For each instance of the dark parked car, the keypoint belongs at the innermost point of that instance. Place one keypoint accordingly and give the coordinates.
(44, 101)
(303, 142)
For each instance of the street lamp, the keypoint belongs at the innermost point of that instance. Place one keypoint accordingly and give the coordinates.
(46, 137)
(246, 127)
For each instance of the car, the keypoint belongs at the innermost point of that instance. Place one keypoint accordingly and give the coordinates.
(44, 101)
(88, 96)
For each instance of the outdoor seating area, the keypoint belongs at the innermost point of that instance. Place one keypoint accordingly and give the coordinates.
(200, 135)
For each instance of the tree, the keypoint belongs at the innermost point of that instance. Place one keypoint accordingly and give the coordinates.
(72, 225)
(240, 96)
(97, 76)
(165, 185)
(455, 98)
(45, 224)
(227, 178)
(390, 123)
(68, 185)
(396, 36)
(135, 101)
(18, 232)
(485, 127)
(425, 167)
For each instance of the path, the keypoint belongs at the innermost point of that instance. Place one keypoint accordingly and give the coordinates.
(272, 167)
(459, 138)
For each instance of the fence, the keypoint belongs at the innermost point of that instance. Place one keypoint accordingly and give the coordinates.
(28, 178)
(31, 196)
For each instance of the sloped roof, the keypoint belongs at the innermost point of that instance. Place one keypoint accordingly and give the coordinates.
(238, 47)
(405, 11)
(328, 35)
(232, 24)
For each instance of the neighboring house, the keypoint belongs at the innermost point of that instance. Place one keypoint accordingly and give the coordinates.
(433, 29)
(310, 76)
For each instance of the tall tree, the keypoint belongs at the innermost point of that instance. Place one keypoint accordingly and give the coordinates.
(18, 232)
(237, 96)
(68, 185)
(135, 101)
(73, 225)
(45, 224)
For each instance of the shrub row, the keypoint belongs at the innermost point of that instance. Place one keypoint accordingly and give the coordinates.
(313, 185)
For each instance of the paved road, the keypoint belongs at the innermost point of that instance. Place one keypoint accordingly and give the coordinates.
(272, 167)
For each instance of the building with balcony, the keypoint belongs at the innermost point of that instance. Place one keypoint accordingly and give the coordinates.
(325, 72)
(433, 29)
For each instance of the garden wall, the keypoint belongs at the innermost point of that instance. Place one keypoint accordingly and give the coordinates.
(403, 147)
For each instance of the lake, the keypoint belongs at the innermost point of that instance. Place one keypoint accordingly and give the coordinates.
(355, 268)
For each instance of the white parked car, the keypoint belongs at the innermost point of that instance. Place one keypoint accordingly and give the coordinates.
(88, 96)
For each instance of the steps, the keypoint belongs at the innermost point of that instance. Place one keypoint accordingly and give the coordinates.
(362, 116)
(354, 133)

# Activity:
Give the entries again, every one of them exactly.

# Exercise result:
For each instance of the dark parked car, the keypoint belongs at the innermost point of that instance. Place one keypoint accordingly and give the coordinates.
(44, 101)
(303, 142)
For each instance of the street lamp, the keypoint belongs at the innermost point of that instance. Place one keypoint accordingly and give the coordinates.
(46, 137)
(246, 127)
For each instance of the car, the keypoint belongs at the innermost point of that instance. Place one keypoint accordingly and give the coordinates.
(44, 101)
(88, 96)
For each instance of the outdoor seating area, the keypoint belongs at the innermost point of that instance. Place one keypoint accordingly and give the coordinates.
(200, 135)
For each instance of the tree, the keypoint belongs at the innermost point of that instance. Place one keypoint accordingly and give the coordinates.
(72, 225)
(240, 96)
(97, 76)
(165, 185)
(455, 98)
(45, 224)
(227, 178)
(390, 123)
(68, 185)
(396, 36)
(135, 101)
(18, 232)
(485, 127)
(425, 167)
For each instance of the path, the keypoint belongs at the innermost point of that instance. Place one keypoint accordingly and give the coordinates.
(272, 167)
(459, 138)
For each instance of the fence, the keypoint belongs at the innermost point of that instance. Place one keypoint accordingly and give the coordinates.
(28, 178)
(31, 196)
For each instance of the sloped roof, the keypoint belongs at the innermost point of that instance. Place one keypoint accordingly and give the coordinates.
(238, 47)
(405, 11)
(328, 35)
(232, 24)
For each instance of the neighboring house, the keypoint belongs at the innermost point of that instance. Place one keypoint accordingly and give the coordinates.
(433, 29)
(310, 76)
For each instance of the tall tree, the keypoint belongs at the innermost point of that instance. Place one keypoint accordingly and give the coordinates.
(18, 232)
(237, 96)
(68, 185)
(135, 101)
(73, 225)
(45, 224)
For each instance of the shrub row, the keypoint belongs at the innermost point of that instance. Place one keypoint accordingly and give the coordinates.
(313, 185)
For each instance of the paved road, the keypoint belongs at the innermost point of that instance. Place one keypoint accordingly and give the coordinates.
(272, 167)
For each instance of the building with balcony, the keypoint belongs at the innermost point of that instance. Place one keypoint accordingly and give the coordinates.
(325, 72)
(433, 29)
For each instance of the garden wall, the keypoint belongs at the innermost point of that instance. Place one keypoint accordingly and give the coordinates.
(403, 147)
For each instance of the lake, the keypoint belongs at the innermost point of that instance. Place one keypoint accordingly and give the coordinates.
(355, 268)
For each instance of the white parked car, the keypoint belongs at the innermost point of that instance. Place one keypoint accordingly and give the coordinates.
(88, 96)
For each instance of the steps, the keypoint belongs at the innermost point of that instance. Place one keypoint accordingly and give the coordinates.
(362, 116)
(354, 133)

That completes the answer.